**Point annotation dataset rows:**
============================================================
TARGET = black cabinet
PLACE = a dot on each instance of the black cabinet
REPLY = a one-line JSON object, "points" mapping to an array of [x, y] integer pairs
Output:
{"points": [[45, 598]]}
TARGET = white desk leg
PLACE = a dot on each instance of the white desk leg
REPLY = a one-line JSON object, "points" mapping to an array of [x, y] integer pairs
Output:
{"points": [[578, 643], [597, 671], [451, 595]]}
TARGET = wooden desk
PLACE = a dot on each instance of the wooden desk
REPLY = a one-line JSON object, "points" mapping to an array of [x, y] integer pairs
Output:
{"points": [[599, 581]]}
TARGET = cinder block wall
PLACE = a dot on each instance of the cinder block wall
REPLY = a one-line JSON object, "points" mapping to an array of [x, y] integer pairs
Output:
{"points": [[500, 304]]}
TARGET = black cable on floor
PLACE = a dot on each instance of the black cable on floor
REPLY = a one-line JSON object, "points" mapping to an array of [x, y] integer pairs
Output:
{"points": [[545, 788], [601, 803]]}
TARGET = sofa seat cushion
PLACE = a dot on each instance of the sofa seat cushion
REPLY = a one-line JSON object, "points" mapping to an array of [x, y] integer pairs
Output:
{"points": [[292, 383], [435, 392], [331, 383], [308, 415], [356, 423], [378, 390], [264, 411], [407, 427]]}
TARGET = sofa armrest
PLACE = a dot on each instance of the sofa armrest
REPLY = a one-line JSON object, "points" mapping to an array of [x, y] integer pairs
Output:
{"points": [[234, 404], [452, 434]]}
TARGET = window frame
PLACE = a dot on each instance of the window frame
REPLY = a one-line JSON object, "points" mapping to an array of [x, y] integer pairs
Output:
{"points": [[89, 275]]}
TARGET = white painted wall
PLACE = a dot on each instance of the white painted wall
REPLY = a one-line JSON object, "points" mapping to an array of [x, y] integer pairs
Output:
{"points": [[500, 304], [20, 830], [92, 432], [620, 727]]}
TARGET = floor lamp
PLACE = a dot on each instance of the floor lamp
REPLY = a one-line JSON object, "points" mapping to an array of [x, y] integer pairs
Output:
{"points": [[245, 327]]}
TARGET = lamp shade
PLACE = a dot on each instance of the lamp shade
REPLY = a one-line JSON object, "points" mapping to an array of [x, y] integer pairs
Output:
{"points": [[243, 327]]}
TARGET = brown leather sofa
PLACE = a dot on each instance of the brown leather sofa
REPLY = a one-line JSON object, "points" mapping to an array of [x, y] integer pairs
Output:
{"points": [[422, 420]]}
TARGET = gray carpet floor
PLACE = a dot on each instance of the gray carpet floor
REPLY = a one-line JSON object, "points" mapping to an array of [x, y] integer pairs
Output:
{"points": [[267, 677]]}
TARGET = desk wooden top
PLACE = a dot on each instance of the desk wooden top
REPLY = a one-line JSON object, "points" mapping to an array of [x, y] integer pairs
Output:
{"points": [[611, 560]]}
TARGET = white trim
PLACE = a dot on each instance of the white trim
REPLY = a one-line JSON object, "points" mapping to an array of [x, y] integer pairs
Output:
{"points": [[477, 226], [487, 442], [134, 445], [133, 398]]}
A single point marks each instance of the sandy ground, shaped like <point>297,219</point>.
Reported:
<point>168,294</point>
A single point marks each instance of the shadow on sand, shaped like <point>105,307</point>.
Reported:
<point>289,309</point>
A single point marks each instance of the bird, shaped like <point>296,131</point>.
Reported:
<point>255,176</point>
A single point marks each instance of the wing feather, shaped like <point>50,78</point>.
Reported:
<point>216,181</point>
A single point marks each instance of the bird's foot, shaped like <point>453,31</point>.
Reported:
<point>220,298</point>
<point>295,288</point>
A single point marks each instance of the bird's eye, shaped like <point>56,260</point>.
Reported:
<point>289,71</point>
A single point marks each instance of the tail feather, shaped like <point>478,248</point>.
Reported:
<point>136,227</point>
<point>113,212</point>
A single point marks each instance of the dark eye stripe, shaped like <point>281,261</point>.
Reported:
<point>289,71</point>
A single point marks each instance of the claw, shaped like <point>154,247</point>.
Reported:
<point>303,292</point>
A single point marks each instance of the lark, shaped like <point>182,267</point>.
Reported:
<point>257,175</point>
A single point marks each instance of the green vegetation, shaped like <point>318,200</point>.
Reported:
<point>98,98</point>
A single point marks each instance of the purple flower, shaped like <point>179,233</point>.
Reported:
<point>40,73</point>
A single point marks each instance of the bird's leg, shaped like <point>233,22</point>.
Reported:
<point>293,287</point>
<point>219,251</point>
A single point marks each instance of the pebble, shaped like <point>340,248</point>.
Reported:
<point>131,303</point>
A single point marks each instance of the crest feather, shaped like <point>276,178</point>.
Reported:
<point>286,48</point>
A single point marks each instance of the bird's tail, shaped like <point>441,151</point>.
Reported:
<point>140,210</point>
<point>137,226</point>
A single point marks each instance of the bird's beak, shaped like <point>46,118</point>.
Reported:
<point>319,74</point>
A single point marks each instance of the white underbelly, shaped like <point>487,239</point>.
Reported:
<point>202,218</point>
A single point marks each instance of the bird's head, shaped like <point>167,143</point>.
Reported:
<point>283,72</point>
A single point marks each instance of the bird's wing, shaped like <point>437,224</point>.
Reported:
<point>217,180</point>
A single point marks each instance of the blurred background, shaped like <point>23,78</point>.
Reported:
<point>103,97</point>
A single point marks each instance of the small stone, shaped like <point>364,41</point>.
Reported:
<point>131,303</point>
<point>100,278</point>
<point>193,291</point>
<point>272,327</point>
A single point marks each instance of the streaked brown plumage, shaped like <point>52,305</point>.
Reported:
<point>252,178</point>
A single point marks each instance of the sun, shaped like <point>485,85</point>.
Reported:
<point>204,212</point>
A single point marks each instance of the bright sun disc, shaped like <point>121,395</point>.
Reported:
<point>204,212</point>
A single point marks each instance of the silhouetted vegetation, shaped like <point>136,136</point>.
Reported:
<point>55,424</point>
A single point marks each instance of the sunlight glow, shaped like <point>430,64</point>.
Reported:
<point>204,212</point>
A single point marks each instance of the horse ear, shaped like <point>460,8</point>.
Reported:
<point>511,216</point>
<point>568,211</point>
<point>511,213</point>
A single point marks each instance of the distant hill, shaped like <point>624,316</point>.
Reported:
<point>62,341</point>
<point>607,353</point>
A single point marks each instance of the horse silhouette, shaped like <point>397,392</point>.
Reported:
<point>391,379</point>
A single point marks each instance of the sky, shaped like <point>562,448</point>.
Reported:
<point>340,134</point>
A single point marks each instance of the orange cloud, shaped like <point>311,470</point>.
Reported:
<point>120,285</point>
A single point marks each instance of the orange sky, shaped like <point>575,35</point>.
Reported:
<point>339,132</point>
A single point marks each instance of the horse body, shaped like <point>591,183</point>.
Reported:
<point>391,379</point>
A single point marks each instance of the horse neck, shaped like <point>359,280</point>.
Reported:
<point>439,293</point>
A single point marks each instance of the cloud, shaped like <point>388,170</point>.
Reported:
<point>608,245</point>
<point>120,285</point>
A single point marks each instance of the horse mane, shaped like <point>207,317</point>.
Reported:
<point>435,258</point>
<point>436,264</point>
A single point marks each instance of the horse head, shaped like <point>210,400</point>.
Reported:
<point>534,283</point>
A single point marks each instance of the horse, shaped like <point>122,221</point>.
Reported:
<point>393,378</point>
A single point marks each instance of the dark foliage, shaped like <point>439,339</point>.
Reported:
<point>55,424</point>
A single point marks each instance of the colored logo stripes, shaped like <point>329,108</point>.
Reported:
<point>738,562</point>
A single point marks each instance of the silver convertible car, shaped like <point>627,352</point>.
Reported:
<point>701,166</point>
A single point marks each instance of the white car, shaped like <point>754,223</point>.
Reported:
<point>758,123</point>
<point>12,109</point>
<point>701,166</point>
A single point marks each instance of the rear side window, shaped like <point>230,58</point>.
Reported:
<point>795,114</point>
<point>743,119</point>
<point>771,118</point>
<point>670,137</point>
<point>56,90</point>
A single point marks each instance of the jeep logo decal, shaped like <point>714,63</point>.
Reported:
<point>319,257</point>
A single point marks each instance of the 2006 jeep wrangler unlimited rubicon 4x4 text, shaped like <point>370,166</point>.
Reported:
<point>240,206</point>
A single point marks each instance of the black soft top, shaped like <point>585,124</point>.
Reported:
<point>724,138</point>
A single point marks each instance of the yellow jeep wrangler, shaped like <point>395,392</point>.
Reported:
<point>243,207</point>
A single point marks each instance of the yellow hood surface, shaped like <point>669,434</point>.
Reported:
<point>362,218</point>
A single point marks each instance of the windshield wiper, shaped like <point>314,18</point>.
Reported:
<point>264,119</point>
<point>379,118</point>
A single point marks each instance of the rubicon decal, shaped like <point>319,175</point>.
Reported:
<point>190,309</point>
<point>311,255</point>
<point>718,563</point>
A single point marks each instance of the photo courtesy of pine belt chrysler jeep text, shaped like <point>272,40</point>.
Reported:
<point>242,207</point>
============================================================
**WRITTEN EXERCISE:**
Can you copy the rows above character for character, beginning at the line that contains "A single point marks each instance of the white car, shaped" and stopping after the line that contains "<point>319,257</point>"?

**PROBLEM SOLUTION:**
A single point marks each instance of the white car, shaped like <point>754,223</point>.
Reported:
<point>758,123</point>
<point>12,109</point>
<point>701,166</point>
A single point marks each instance of the rear side window, shaped like <point>230,58</point>.
Reported:
<point>795,114</point>
<point>743,119</point>
<point>771,118</point>
<point>670,137</point>
<point>56,90</point>
A single point marks each instance of the jeep logo decal, shaped like <point>714,63</point>.
Reported:
<point>319,257</point>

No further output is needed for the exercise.